**SELECTED EXCERPT**
- Born: 1931
- Education: M.D., Cornell University Medical School (1955); Vascular surgery fellowship, Harvard Medical School (1963);
- Occupation: Vascular surgeon
- Medical career
- Institutions: Cleveland Clinic New York University Medical Center

= Frank Veith =

American vascular surgeon (born 1931)

Frank J. Veith is an American vascular surgeon who serves as Professor of Surgery, New York University Medical Center NY, NY and Professor of Surgery Cleveland Clinic Lerner College of Medicine of Case Western Reserve University, Cleveland, OH. He was the first vascular surgeon in the United States to perform minimally invasive aortic aneurysm surgery (stent graft procedure) together with Drs. Michael L. Marin, Juan C. Parodi and Claudio J. Schonholz.

Dr. Veith hosts the international VEITHsymposium, one of the largest conferences for vascular surgeons, interventional radiologists, interventional cardiologists and other vascular specialists.

==Education==
Veith graduated from Cornell University Medical College in 1955, completed his residency at Peter Bent Brigham Hospital, Harvard Medical School 1956–63 and served as Captain, U.S. Army Medical Corps and Chief, Surgical Service, U.S. Army Hospital, Fort Carson, Colorado 1960–62.

**YOUR TASKS**
1) According to the Frank Veith profile, what makes the VEITHsymposium notable? Answer in one to three sentences.
2) Reproduce the part of the Frank Veith profile starting with "American vascular surgeon (born" and going on through "Claudio J. Schonholz.".

**SOURCE DATA**
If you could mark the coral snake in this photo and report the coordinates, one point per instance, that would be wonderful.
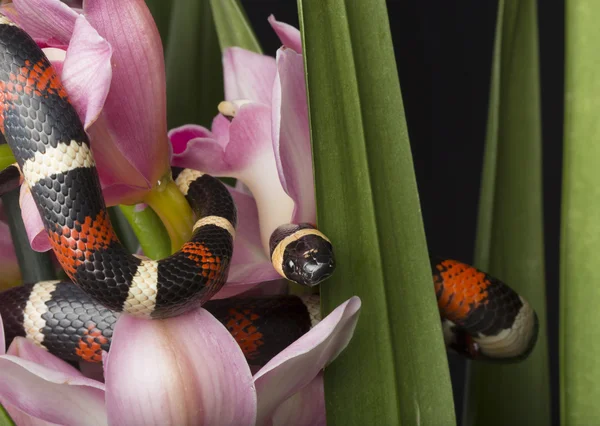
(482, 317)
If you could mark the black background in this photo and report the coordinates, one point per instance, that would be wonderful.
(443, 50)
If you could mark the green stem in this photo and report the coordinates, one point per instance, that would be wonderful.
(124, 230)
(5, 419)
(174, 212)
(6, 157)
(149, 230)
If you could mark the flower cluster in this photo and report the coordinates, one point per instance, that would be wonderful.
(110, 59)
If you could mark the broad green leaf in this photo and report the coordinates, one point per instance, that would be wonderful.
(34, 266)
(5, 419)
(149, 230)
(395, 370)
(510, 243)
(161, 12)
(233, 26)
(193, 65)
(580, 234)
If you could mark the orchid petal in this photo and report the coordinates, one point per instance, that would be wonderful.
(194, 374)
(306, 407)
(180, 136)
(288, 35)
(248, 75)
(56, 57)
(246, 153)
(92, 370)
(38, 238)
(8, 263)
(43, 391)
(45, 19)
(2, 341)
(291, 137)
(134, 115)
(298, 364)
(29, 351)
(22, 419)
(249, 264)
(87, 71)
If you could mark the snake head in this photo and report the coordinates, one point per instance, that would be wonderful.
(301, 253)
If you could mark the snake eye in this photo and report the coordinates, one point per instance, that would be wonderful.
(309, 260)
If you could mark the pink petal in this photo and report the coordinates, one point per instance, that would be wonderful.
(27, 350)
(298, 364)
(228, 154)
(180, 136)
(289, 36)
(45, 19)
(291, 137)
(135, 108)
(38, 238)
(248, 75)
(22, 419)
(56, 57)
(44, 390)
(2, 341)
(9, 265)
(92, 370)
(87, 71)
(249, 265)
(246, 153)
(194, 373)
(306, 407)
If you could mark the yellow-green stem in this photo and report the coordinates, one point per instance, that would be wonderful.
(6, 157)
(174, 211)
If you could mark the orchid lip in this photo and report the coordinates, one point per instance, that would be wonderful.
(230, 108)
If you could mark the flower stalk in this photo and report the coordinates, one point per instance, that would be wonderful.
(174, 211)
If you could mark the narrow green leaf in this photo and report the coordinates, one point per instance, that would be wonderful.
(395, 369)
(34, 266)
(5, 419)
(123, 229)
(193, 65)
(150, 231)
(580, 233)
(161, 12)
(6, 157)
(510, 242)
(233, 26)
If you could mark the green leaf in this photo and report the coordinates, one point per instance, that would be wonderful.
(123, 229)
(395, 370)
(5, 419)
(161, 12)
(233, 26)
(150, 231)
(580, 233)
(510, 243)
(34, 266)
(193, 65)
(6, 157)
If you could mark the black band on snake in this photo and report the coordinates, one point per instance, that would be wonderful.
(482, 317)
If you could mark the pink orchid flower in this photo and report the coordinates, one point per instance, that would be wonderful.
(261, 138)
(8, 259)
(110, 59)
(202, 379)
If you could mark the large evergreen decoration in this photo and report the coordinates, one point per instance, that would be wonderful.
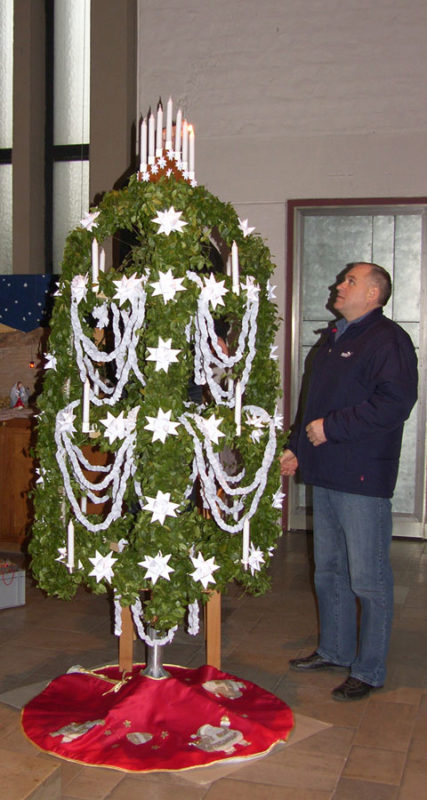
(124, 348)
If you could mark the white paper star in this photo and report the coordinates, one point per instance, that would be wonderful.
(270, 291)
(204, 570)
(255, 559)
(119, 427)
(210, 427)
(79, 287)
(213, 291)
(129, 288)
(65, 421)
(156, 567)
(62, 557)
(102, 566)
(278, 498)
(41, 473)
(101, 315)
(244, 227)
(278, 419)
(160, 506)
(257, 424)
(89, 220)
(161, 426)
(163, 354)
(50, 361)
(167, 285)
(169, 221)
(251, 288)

**RESPONSES TO THE EXERCISE**
1) The VEITHsymposium is notable because it is one of the largest conferences for vascular surgeons, interventional radiologists, interventional cardiologists and other vascular specialists.

2)
American vascular surgeon (born 1931)

Frank J. Veith is an American vascular surgeon who serves as Professor of Surgery, New York University Medical Center NY, NY and Professor of Surgery Cleveland Clinic Lerner College of Medicine of Case Western Reserve University, Cleveland, OH. He was the first vascular surgeon in the United States to perform minimally invasive aortic aneurysm surgery (stent graft procedure) together with Drs. Michael L. Marin, Juan C. Parodi and Claudio J. Schonholz.